> [Data for processing]
·····
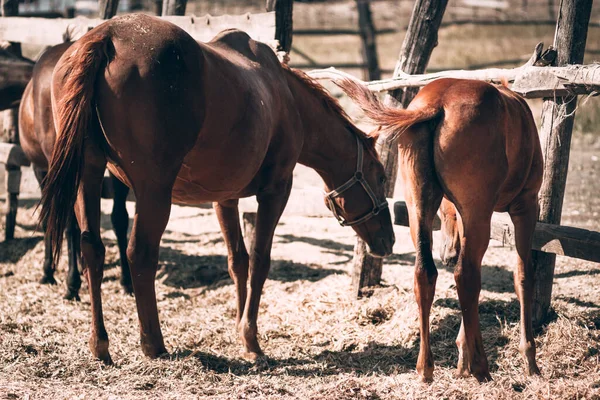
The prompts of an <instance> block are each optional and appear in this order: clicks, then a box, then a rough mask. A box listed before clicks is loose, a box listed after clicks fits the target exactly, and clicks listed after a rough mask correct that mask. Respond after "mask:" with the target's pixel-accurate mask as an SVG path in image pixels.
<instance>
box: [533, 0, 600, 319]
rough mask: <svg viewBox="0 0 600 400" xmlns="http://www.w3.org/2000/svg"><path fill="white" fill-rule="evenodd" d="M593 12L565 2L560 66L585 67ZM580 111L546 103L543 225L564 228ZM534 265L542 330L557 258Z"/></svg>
mask: <svg viewBox="0 0 600 400" xmlns="http://www.w3.org/2000/svg"><path fill="white" fill-rule="evenodd" d="M591 10H592V0H561V3H560V11H559V13H558V21H557V22H556V34H555V36H554V47H555V48H556V51H557V53H558V55H557V59H556V63H557V65H558V66H564V65H567V64H582V63H583V55H584V52H585V42H586V39H587V30H588V23H589V20H590V14H591ZM576 107H577V96H572V97H570V98H567V97H558V98H546V99H544V105H543V108H542V126H541V129H540V140H541V142H542V143H541V144H542V151H543V153H544V182H543V183H542V188H541V190H540V195H539V202H540V215H539V218H538V220H539V221H540V222H545V223H549V224H557V225H560V219H561V213H562V206H563V197H564V193H565V184H566V182H567V170H568V167H569V152H570V149H571V132H572V130H573V121H574V119H575V109H576ZM533 262H534V265H535V269H536V272H535V286H534V295H533V310H532V312H533V324H534V326H539V325H541V324H542V323H543V322H544V321H545V320H546V317H547V315H548V310H549V308H550V300H551V297H552V282H553V280H554V265H555V262H556V256H555V255H554V254H549V253H542V252H538V251H534V252H533Z"/></svg>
·····
> [What the task asks] Return each line from the records that includes the word "instance".

> [Task result]
The prompts of an <instance> block are each optional and appear in this order: clicks, then a box, then a rough mask. A box listed before clicks is loose, a box listed after clicks fits the target exactly, and clicks listed after a rough mask correct that mask. Respond after "mask:" with the target's pixel-accurate mask as an SVG path in image pixels.
<instance>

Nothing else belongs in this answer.